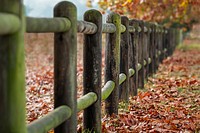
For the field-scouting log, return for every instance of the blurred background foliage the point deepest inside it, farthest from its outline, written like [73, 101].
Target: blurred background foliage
[170, 13]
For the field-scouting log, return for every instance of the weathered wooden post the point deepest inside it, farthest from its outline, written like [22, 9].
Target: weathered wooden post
[151, 48]
[157, 43]
[141, 55]
[146, 49]
[133, 60]
[12, 69]
[124, 60]
[65, 50]
[112, 61]
[154, 59]
[92, 71]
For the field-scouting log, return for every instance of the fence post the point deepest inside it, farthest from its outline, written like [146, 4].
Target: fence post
[65, 50]
[12, 77]
[133, 60]
[151, 48]
[124, 66]
[146, 50]
[141, 55]
[112, 62]
[92, 71]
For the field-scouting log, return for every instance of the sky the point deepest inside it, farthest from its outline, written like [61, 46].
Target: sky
[44, 8]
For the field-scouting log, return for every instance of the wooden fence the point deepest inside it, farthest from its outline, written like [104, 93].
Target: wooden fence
[134, 49]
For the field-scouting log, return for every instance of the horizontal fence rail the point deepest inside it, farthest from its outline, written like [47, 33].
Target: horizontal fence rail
[134, 49]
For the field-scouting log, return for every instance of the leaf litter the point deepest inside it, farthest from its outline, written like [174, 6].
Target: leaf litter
[170, 101]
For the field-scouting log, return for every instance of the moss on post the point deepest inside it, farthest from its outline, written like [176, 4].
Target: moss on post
[12, 77]
[65, 61]
[112, 61]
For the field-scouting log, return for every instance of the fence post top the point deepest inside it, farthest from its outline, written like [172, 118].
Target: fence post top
[64, 3]
[94, 12]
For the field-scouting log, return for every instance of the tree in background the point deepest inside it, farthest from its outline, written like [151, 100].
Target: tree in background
[170, 13]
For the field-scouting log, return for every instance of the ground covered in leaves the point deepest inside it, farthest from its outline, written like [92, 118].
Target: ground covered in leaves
[170, 101]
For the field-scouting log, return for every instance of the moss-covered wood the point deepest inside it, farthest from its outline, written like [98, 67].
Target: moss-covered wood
[12, 77]
[112, 61]
[43, 25]
[92, 61]
[141, 51]
[124, 60]
[86, 27]
[131, 72]
[107, 89]
[108, 28]
[50, 121]
[122, 78]
[133, 57]
[9, 23]
[146, 49]
[86, 100]
[65, 61]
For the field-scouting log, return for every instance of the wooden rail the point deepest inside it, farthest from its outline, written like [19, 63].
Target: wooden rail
[134, 49]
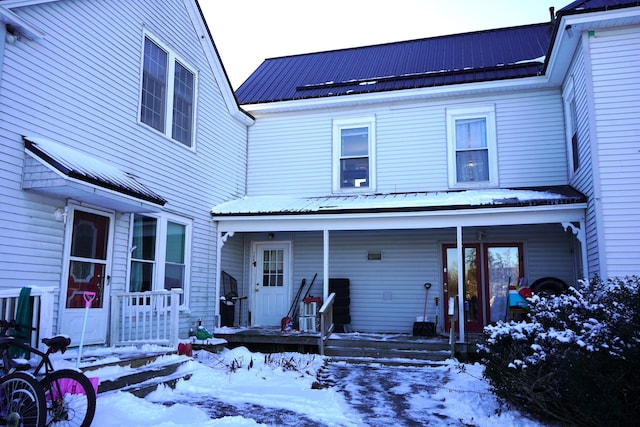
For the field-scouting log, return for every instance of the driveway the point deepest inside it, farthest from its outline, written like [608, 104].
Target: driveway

▶ [Exercise objective]:
Transcribe every entry word for word, but omit the pictures.

▶ [The response]:
For the field-scouting log, return for every instance of the blurred background foliage the point deepest inside it, farthest from its outline, written like [73, 101].
Target: blurred background foliage
[170, 13]
For the field-scouting log, return for every instance of the weathered wooden post the point deepest inside it, farthest from its outline, written like [22, 9].
Target: weathered wooden post
[151, 48]
[157, 43]
[141, 55]
[146, 49]
[133, 60]
[12, 69]
[124, 60]
[65, 50]
[112, 61]
[154, 59]
[92, 71]
For the field-scouting log, return for every instance of the fence post the point deepest inside it, farthest from its outline, written like [146, 4].
Target: fence post
[65, 50]
[12, 77]
[133, 60]
[151, 48]
[124, 66]
[146, 50]
[141, 55]
[112, 62]
[92, 71]
For the field-scouting log, return for every instance of the sky the point deepest inside it, farthest from its outline, written like [61, 46].
Target: sky
[44, 8]
For the field-scouting log, return for every instance of the wooden fence the point deepest inside it, farthest from its outline, written like [104, 93].
Target: wooden fence
[134, 49]
For the field-scouting log, return for every instance of the horizontal fence rail the point deepest inside it, farthest from its outline, written like [47, 33].
Target: horizontal fence rail
[134, 49]
For the field-scouting log, return for every instance of the leaf litter the point deepest inside it, farthest from its outline, written like [174, 6].
Target: leaf litter
[170, 101]
For the field-scouting log, return for every instance of the moss on post the point deepest inside it, farthest from its outline, written like [176, 4].
Target: moss on post
[12, 77]
[65, 61]
[112, 61]
For the field-scouting log, return for every instance of the fence post top the point deepest inside it, farthest from its outline, written like [172, 118].
Target: fence post top
[64, 3]
[94, 12]
For the field-scouting log, return for every instance of the tree in background the point deepest inside it, farthest from its outline, written like [151, 100].
Target: tree in background
[170, 13]
For the field-scouting log, return for every instance of the ground covered in leaves the point deepest inside it, farthest from its outline, written like [92, 118].
Target: ground covered in leaves
[170, 101]
For the field-scouting log, return for every instance of the moss-covered wood the point deepest inside it, farthest from its outline, written like [98, 67].
Target: moss-covered wood
[12, 77]
[112, 61]
[43, 25]
[92, 61]
[141, 51]
[124, 60]
[86, 27]
[131, 72]
[107, 89]
[108, 28]
[50, 121]
[122, 78]
[133, 57]
[9, 23]
[146, 49]
[86, 100]
[65, 61]
For the field-scouting log, return for every instance of the wooden rail the point deepest inside it, farthest from its outline, written like [19, 63].
Target: wooden rail
[134, 49]
For the field-scouting log, return for every instance of the driveway the point deepest inside it, farthest from its outline, written like [608, 104].
Target: driveway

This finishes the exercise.